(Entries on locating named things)
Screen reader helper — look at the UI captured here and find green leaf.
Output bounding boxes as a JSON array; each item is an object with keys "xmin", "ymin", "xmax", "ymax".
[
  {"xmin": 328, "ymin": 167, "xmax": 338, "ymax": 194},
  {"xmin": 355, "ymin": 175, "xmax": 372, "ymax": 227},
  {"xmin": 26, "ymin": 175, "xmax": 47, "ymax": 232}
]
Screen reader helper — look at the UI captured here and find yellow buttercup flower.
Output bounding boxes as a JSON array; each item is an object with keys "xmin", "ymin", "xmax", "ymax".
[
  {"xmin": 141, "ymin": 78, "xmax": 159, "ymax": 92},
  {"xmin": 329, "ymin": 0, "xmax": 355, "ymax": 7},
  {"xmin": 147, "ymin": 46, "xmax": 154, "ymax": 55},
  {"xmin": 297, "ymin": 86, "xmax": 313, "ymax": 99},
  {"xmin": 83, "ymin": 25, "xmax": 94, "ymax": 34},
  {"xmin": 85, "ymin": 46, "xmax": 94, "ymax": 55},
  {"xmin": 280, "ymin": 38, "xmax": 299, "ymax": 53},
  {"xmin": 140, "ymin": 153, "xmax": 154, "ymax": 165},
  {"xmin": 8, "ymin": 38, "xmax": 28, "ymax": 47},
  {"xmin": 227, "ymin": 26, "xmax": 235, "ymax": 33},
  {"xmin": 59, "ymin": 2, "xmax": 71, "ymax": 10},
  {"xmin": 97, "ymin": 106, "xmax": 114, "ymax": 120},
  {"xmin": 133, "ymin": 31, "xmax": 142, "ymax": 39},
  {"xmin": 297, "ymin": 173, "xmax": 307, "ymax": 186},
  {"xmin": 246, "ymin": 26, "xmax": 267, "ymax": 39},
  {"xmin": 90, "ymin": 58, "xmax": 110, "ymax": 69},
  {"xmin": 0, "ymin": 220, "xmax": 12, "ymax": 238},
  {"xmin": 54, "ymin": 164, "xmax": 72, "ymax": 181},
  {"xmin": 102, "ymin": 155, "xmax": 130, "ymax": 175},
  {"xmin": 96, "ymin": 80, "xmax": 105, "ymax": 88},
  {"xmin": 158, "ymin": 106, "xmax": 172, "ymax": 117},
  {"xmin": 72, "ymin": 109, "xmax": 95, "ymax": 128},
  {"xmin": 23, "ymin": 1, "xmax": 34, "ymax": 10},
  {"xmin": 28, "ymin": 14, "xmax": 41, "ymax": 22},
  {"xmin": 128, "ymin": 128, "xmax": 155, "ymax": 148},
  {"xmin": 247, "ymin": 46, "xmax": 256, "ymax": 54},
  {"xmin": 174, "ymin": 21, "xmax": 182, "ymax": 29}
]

§ DIRECTIONS FOR THIS TASK
Please reproduce every line of the material word for word.

§ RESULT OF THE EXERCISE
Screen reader helper — look at the UI captured here and find green leaf.
Output bounding boxes as a JSON array; each item is an object with keys "xmin", "ymin", "xmax", "ymax".
[
  {"xmin": 328, "ymin": 167, "xmax": 338, "ymax": 194},
  {"xmin": 355, "ymin": 175, "xmax": 372, "ymax": 227},
  {"xmin": 26, "ymin": 175, "xmax": 47, "ymax": 232}
]
Screen reader helper — look at the UI captured here and find yellow buttercup flower.
Output bounding boxes as a JSON array; each item is an object with keys "xmin", "ymin", "xmax", "ymax".
[
  {"xmin": 141, "ymin": 78, "xmax": 159, "ymax": 92},
  {"xmin": 329, "ymin": 0, "xmax": 355, "ymax": 7},
  {"xmin": 147, "ymin": 46, "xmax": 154, "ymax": 55},
  {"xmin": 297, "ymin": 86, "xmax": 313, "ymax": 99},
  {"xmin": 83, "ymin": 25, "xmax": 94, "ymax": 34},
  {"xmin": 85, "ymin": 46, "xmax": 94, "ymax": 55},
  {"xmin": 280, "ymin": 38, "xmax": 299, "ymax": 53},
  {"xmin": 140, "ymin": 153, "xmax": 154, "ymax": 165},
  {"xmin": 8, "ymin": 38, "xmax": 28, "ymax": 47},
  {"xmin": 227, "ymin": 26, "xmax": 235, "ymax": 33},
  {"xmin": 59, "ymin": 2, "xmax": 71, "ymax": 10},
  {"xmin": 97, "ymin": 106, "xmax": 114, "ymax": 120},
  {"xmin": 133, "ymin": 31, "xmax": 142, "ymax": 39},
  {"xmin": 297, "ymin": 173, "xmax": 307, "ymax": 186},
  {"xmin": 246, "ymin": 26, "xmax": 267, "ymax": 39},
  {"xmin": 90, "ymin": 58, "xmax": 110, "ymax": 69},
  {"xmin": 0, "ymin": 220, "xmax": 12, "ymax": 238},
  {"xmin": 54, "ymin": 164, "xmax": 72, "ymax": 181},
  {"xmin": 102, "ymin": 155, "xmax": 130, "ymax": 175},
  {"xmin": 96, "ymin": 80, "xmax": 105, "ymax": 88},
  {"xmin": 158, "ymin": 106, "xmax": 172, "ymax": 117},
  {"xmin": 72, "ymin": 109, "xmax": 95, "ymax": 128},
  {"xmin": 23, "ymin": 1, "xmax": 34, "ymax": 10},
  {"xmin": 28, "ymin": 14, "xmax": 41, "ymax": 22},
  {"xmin": 128, "ymin": 128, "xmax": 155, "ymax": 148},
  {"xmin": 247, "ymin": 46, "xmax": 256, "ymax": 54},
  {"xmin": 174, "ymin": 21, "xmax": 182, "ymax": 29}
]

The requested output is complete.